» Short exercise A:
Pull out every line of the listing that follows the text below, word for word.

Web Spotlight Build Status: . Updated at Invalid Date.
Copy link
Clear production site cache and rebuild
Clear Web Spotlight site cache and rebuild
Reindex Algolia
Earth-centered volvelle, hand-colored woodcut, Heitengi, by Iwahashi Yoshitaka, p. 2, 1801 (Linda Hall Library)

Earth-centered volvelle, hand-colored woodcut, Heitengi, by Iwahashi Yoshitaka, p. 2, 1801 (Linda Hall Library)

Iwahashi Zenbei

JULY 15, 2026

Iwashashi Zenbei, sometimes known as Iwahashi Yoshitaka, a Japanese astronomer, died July 15, 1811 (Iwahashi is the surname).  He was born in...


Scientist of the Day - Iwahashi Zenbei

Iwashashi Zenbei, sometimes known as Iwahashi Yoshitaka, a Japanese astronomer, died July 15, 1811 (Iwahashi is the surname).  He was born in Kaizuka, Osaka, in 1756. Iwashashi trained first as an optician, made his first telescope in 1793, and soon moved into astronomy. Eighteen of his telescopes survive in Japan.

In 1801, Iwahashi published a short (but not little) four-page leaflet with a paper instrument of his own devising.  It is titled Heitengi, which means, in this context, Planisphere.  The instrument is what in the West would be called a volvelle, since the colored map of the Earth is connected to the paper below by only a central knotted string, so it may be rotated.  It is mounted in a red bamboo ring which can be rotated via an attached bamboo stick-handle.  There are three other paper discs mounted on the same string, all of which can be turned, but without a convenient bamboo handle. We show a detail of the hand-colored Earth in our third image.

» Short exercise B:
According to the text on Iwahashi Zenbei, how many of his telescopes survive in Japan?

» Excerpted data:
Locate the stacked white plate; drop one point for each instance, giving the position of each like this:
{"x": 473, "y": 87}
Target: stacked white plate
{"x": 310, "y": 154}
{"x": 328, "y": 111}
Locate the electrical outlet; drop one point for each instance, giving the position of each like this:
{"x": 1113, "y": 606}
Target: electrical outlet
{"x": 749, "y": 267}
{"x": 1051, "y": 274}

» Exercise result A:
Locate the stacked white plate; drop one point for each instance, giving the position of each like this:
{"x": 473, "y": 87}
Target: stacked white plate
{"x": 310, "y": 154}
{"x": 328, "y": 111}
Locate the electrical outlet; drop one point for each instance, giving the position of each like this:
{"x": 1113, "y": 606}
Target: electrical outlet
{"x": 749, "y": 267}
{"x": 1051, "y": 274}

» Exercise result B:
Eighteen of his telescopes survive in Japan.